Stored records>
----

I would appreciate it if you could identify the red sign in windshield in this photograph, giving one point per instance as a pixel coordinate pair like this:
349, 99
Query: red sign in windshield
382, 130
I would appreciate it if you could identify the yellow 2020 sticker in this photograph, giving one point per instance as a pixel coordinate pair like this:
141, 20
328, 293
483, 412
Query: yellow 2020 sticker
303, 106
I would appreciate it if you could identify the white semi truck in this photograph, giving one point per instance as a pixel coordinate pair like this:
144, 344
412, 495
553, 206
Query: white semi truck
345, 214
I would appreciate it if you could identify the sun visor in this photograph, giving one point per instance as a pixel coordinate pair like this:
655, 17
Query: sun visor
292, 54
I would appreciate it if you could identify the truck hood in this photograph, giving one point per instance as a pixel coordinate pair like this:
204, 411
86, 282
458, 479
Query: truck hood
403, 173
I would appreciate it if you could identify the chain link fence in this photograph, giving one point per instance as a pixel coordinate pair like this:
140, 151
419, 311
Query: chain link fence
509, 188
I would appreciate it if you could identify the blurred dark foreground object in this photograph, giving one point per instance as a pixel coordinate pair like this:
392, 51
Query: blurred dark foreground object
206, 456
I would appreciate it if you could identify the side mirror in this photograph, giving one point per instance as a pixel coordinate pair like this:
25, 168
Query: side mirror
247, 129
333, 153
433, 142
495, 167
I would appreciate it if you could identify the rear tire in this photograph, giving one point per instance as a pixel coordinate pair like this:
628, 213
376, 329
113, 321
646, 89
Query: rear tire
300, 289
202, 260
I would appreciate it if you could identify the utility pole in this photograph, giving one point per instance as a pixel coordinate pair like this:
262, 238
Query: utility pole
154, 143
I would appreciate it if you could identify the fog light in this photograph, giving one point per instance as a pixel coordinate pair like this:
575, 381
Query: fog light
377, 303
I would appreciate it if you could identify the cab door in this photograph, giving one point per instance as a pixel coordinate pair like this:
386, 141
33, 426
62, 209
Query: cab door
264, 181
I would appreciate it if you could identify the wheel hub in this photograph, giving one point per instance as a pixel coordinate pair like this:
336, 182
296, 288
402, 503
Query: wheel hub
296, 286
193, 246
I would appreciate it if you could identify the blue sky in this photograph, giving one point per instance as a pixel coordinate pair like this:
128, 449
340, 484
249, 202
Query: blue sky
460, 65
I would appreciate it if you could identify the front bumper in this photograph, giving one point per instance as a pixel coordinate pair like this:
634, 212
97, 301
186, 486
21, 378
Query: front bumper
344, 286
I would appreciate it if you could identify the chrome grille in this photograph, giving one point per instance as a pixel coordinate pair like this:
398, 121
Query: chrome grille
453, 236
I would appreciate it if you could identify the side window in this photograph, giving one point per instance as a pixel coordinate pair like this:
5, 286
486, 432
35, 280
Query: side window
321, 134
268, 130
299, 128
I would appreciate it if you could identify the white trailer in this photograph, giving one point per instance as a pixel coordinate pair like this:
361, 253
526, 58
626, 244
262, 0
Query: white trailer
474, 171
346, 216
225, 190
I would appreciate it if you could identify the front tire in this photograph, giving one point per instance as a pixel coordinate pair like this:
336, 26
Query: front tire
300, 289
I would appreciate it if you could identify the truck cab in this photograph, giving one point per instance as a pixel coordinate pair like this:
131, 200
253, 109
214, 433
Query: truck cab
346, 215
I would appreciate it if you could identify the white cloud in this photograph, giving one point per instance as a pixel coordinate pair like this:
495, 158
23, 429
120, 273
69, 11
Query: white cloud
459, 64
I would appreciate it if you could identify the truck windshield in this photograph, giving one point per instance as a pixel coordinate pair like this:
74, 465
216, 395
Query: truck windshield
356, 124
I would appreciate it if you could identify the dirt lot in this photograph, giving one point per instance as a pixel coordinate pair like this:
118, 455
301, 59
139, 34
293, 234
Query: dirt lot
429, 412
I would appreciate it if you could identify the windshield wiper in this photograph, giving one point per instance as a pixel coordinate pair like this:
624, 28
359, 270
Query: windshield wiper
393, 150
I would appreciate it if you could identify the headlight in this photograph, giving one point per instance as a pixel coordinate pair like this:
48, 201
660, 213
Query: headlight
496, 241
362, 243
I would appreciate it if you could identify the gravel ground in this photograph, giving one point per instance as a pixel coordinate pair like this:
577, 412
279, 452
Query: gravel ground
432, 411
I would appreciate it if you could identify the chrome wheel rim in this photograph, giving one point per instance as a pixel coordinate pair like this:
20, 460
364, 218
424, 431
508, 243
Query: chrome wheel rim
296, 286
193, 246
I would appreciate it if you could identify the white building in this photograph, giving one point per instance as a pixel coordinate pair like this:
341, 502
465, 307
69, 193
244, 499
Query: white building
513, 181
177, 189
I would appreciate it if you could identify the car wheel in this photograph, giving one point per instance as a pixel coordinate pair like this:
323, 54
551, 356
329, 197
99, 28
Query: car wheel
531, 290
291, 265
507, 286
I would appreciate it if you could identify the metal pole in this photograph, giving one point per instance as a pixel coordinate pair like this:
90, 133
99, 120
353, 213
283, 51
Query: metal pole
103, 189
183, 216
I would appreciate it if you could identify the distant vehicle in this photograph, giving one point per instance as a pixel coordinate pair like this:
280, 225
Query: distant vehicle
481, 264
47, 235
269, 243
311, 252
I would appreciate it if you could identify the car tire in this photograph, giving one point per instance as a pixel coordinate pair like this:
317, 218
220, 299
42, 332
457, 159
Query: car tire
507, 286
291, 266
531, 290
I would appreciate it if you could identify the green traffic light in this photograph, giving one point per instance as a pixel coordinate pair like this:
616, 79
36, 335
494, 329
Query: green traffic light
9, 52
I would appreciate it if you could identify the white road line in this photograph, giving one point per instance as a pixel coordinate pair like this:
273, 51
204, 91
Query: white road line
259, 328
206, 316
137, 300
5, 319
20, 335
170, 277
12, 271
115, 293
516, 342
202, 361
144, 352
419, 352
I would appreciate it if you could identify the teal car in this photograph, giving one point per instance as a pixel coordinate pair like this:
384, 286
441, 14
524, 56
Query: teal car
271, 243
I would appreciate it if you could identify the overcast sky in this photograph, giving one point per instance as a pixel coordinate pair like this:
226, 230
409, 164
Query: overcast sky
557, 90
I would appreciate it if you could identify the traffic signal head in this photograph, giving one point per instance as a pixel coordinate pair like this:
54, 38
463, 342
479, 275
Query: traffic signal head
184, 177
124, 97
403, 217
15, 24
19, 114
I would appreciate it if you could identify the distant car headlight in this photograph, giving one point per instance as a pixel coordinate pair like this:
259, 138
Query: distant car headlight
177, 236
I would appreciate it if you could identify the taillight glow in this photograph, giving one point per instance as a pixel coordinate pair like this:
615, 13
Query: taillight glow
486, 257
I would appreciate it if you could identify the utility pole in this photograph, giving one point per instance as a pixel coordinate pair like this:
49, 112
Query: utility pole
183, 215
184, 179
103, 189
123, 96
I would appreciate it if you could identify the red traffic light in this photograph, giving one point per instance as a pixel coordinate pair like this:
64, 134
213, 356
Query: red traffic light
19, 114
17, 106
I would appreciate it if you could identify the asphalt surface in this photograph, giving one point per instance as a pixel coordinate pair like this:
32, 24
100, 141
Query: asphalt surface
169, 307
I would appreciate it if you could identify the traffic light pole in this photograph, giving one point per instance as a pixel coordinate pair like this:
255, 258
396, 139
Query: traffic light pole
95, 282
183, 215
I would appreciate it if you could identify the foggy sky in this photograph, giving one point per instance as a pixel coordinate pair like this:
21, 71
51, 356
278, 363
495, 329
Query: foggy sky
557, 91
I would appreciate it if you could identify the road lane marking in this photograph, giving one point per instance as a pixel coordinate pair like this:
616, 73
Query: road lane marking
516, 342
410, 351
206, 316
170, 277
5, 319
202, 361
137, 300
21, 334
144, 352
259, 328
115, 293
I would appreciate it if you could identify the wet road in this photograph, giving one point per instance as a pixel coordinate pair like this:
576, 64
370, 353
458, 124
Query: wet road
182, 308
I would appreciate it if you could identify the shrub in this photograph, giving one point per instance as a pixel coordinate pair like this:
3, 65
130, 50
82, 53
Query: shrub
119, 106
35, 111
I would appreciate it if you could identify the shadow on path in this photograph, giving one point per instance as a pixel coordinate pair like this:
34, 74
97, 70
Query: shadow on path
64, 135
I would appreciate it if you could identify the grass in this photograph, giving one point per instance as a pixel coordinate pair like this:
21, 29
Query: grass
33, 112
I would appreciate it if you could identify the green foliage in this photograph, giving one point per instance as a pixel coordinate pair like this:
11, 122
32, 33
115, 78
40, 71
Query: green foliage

----

Directions>
Your task is to return each line of the data above that contains the string "foliage".

Expected answer>
I would appreciate it if you could identify the green foliage in this photograph, giving one point per instance as a pixel coordinate pair like this:
Query: green foliage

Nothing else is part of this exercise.